▸ **The task**
Transcribe everything in the listing as written, and let no image into the copy.

▸ **The data**
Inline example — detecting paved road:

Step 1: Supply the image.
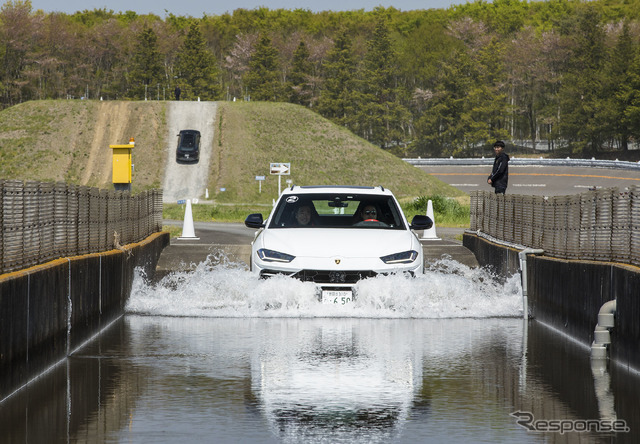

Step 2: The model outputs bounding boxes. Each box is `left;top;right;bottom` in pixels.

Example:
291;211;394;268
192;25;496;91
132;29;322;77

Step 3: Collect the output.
162;101;217;203
418;164;640;196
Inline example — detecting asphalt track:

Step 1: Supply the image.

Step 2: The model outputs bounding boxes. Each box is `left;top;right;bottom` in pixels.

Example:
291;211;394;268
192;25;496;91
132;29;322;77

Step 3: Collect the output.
417;164;640;196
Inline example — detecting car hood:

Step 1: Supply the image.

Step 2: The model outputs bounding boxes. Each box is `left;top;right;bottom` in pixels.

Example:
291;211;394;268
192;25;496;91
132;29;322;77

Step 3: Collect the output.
257;228;417;259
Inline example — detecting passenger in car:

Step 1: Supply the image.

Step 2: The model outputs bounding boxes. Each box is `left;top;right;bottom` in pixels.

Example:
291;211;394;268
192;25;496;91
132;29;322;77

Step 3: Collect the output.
293;205;315;227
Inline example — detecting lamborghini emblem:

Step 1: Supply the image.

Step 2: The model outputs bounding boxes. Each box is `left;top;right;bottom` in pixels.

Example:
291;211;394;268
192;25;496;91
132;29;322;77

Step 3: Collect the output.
335;259;341;264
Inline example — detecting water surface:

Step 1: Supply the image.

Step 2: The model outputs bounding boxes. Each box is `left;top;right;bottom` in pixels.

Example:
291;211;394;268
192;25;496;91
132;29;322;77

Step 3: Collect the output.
1;256;637;443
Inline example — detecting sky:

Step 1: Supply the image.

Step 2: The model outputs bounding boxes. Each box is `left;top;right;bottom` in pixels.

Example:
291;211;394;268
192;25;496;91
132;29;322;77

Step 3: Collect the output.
29;0;468;17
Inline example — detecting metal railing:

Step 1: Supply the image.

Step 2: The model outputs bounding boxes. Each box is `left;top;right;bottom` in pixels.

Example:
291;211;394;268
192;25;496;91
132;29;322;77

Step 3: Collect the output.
470;187;640;267
404;157;640;171
1;180;163;275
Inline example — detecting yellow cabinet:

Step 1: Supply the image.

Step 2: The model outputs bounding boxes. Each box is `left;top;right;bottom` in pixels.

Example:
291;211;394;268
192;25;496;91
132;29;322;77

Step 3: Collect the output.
110;138;135;184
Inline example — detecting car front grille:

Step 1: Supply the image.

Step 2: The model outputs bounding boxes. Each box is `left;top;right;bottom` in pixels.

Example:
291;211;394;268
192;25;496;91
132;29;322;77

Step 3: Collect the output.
259;269;413;284
291;269;377;284
259;269;376;283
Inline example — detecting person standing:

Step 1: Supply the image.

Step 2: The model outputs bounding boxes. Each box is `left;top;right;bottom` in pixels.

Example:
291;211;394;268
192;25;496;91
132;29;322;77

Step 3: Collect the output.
174;86;181;100
487;140;509;194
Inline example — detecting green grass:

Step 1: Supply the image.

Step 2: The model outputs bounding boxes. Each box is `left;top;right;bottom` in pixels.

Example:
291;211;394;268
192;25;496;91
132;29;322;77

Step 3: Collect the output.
163;202;273;223
0;101;62;179
161;224;183;238
163;196;471;228
401;195;470;228
212;102;466;204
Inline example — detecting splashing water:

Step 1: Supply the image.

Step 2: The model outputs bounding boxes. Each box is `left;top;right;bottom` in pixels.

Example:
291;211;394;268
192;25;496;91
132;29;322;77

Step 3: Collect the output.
127;253;523;318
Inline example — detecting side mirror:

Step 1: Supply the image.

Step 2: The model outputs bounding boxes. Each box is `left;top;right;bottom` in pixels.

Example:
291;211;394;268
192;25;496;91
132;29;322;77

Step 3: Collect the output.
245;213;265;229
410;214;433;231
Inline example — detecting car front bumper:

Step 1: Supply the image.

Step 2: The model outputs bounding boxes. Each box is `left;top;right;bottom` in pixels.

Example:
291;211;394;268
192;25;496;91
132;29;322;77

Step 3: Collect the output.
253;261;423;292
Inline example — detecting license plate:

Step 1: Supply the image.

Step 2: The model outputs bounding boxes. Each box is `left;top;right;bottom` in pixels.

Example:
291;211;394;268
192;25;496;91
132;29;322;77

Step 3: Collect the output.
322;290;353;305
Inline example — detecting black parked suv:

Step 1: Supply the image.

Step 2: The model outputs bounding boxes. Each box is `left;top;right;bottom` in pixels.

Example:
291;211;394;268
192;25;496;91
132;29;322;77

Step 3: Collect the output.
176;129;201;163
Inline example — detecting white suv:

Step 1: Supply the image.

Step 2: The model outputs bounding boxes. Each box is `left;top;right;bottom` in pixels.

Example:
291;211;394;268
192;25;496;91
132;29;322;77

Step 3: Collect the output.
244;186;432;303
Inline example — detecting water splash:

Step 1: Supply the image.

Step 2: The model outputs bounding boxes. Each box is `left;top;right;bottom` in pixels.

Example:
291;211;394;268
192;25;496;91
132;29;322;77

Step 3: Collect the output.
127;253;522;318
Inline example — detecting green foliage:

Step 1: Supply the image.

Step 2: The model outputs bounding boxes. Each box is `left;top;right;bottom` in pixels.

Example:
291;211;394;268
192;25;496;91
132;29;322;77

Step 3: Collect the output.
357;16;410;150
128;27;164;99
317;30;358;127
287;41;313;106
175;22;221;100
411;48;478;157
7;2;640;157
244;35;282;101
602;21;635;150
556;6;608;154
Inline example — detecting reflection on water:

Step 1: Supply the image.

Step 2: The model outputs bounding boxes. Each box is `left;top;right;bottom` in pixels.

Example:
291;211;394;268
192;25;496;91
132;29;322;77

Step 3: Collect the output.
0;258;638;443
2;317;638;443
251;319;425;443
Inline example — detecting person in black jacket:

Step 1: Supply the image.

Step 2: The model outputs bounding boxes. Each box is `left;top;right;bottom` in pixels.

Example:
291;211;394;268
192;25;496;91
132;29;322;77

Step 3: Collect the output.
487;140;509;194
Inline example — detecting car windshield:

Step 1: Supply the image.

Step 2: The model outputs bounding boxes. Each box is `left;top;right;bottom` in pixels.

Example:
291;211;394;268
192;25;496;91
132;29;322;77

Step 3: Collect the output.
268;193;406;229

▸ **Answer for the task**
Inline example — detecting paved road:

Step 1: Supply the image.

Step 2: The model outputs bounding boxes. Each box is `left;top;right;bottom` in pixels.

Example:
291;211;394;268
192;25;496;91
132;29;322;77

Step 3: Collect the output.
162;101;217;203
418;164;640;196
Inline example — detecting asphalt track:

Step 1: Supply the image.

Step 2: The model outputs bounding boxes. Each box is `left;top;right;bottom` in pixels.

Example:
291;211;394;268
192;25;496;91
132;29;322;77

Step 3: Collect the output.
417;164;640;196
Inline example — detecting car hood:

Step 1: Supply the image.

Step 2: The model outputs bounding boxes. Each box is `left;top;right;bottom` in pixels.

Example:
291;211;394;268
192;25;496;91
132;29;322;77

Step 3: Collect the output.
257;228;417;259
Inline example — detecting passenger in car:

Step 1: Supply the image.

Step 2: The model outputs bounding boxes. Each box is `left;top;right;bottom` in pixels.

Example:
291;211;394;268
192;25;496;91
132;29;322;77

Step 3: Collect the output.
293;205;315;227
Inline example — detecting lamborghini emblem:

Step 1: Supply the image.

Step 2: The model outputs bounding boxes. Each box is `left;top;right;bottom` in pixels.

Example:
291;211;394;268
192;25;496;91
132;29;322;77

Step 3: Collect the output.
335;259;341;264
Inline example — detecting water surface:

Step 1: Supply the image.

Step 2: The model outputs bounding boxes. Each box is `left;top;right;bottom` in pixels.

Example:
291;211;394;268
192;25;496;91
132;29;322;77

Step 3: Collect the output.
1;256;637;443
Inline example — detecting sky:

Step 1: Supply the image.

Step 2: The model outputs bounding boxes. Each box is `left;top;right;bottom` in pixels.

Example:
291;211;394;268
192;25;496;91
132;29;322;77

Step 3: Collect the output.
29;0;468;17
Inline example — detecting metal railing:

Step 1: Supply the image.

Step 2: The model outputs bounding boxes. Each box is `left;top;right;bottom` in pixels.

Example:
291;211;394;268
192;25;496;91
132;29;322;77

Step 3: Collect the output.
470;187;640;267
404;157;640;171
1;180;163;275
Inline example — detecting yellow cabinet:

Step 1: Supply the image.

Step 2: The model outputs bounding boxes. Each box is `left;top;right;bottom` in pixels.

Example:
291;211;394;268
192;25;496;91
132;29;322;77

Step 3: Collect the output.
110;138;135;184
Inline example — detecting car front grille:

Step 1: Supply the image.

Step 2: The model outputs bounding boxes. Each box is `left;top;right;bottom` in pixels.

Example:
291;211;394;268
192;25;496;91
132;29;322;77

Step 3: Collect the output.
259;269;413;284
291;269;377;284
259;269;376;283
Inline example — detecting person standing:

Step 1: Supply the image.

Step 2: The model outputs bounding boxes. Each box is `left;top;right;bottom` in pixels.

Example:
291;211;394;268
192;25;496;91
132;29;322;77

Step 3: Collect the output.
174;86;181;100
487;140;509;194
Inline example — detecting green grass:

Step 1: Supply the image.

Step 2: The model outputs bounding boxes. Each box is `left;top;right;bottom` in pixels.

Example:
291;211;394;268
192;25;496;91
132;29;322;77

Step 3: Collect the output.
163;202;273;223
0;101;62;179
161;224;183;238
163;196;471;228
401;195;470;228
212;102;466;204
Inline example — detecting splashing water:

Step 1: Supply the image.

Step 2: The model outputs bounding boxes. Each box is `left;top;right;bottom` in pixels.

Example:
291;211;394;268
192;25;496;91
132;29;322;77

Step 3: Collect the output.
127;253;523;318
Inline example — detecting side mirror:

Step 1: Supply the image.

Step 2: The model outputs bounding boxes. Each box is `left;top;right;bottom` in pixels.

Example:
291;211;394;268
192;25;496;91
132;29;322;77

Step 3: Collect the output.
245;213;265;229
410;214;433;231
Inline example — detecting car front bumper:

Step 1: Supply the image.

Step 2: The model outputs bounding boxes. Each box is `left;top;right;bottom` in pixels.

Example:
291;211;394;268
192;25;496;91
132;29;322;77

Step 3: Collect the output.
253;261;423;292
Inline example — detecting license plate:

Step 1: Supply the image.

Step 2: The model outputs bounding boxes. Each box is `left;top;right;bottom` in pixels.

Example:
291;211;394;268
192;25;496;91
132;29;322;77

Step 3: Collect the output.
322;290;353;305
Inline example — detecting black parked suv:

Step 1: Supply the image.

Step 2: The model outputs bounding boxes. Each box is `left;top;right;bottom` in pixels.

Example:
291;211;394;268
192;25;496;91
132;29;322;77

Step 3: Collect the output.
176;129;201;163
Inline example — detecting white suv:

Step 1: Supply the image.

Step 2: The model outputs bounding boxes. Each box is `left;top;right;bottom` in pixels.

Example:
291;211;394;268
192;25;496;91
132;29;322;77

Step 3: Collect the output.
244;186;432;303
Inline example — detecting water splash:

Step 1: Supply the image.

Step 2: The model outputs bounding boxes. Each box is `left;top;right;bottom` in pixels.

Example:
291;211;394;268
192;25;496;91
132;29;322;77

Step 3: Collect the output.
127;253;522;318
Inline example — detecting green foliage:

Step 1: Supply the image.

Step 2: The model outputs bounding boxes. Each box is `left;top;right;bottom` in pixels.

Example:
291;211;394;268
192;25;496;91
132;29;322;77

Step 3: Collect the output.
357;16;410;150
128;27;164;99
317;30;358;127
287;41;313;106
175;22;221;100
411;48;478;157
7;2;640;157
244;35;282;101
602;21;635;150
556;6;608;154
Inline example — detecting reflection on water:

Step 1: Supply the image.

Step 2: The model outputs bounding boxes. Each box is `left;top;right;bottom` in pixels.

Example:
291;211;394;268
192;25;496;91
132;29;322;77

Step 3: Collect the output.
0;258;638;443
2;317;638;443
251;319;425;443
Inline example — detecting person in black jacket:

Step 1: Supply the image.

Step 2: The model outputs bounding boxes. Each box is `left;top;right;bottom` in pixels.

Example:
291;211;394;268
192;25;496;91
132;29;322;77

Step 3: Collect the output.
487;140;509;194
Inline example — detecting car windshield:

Step 1: Supply the image.

Step 2: The model outputs bounding boxes. Each box is `left;top;right;bottom` in pixels.

Example:
291;211;394;268
192;25;496;91
132;29;322;77

Step 3: Collect the output.
268;193;406;229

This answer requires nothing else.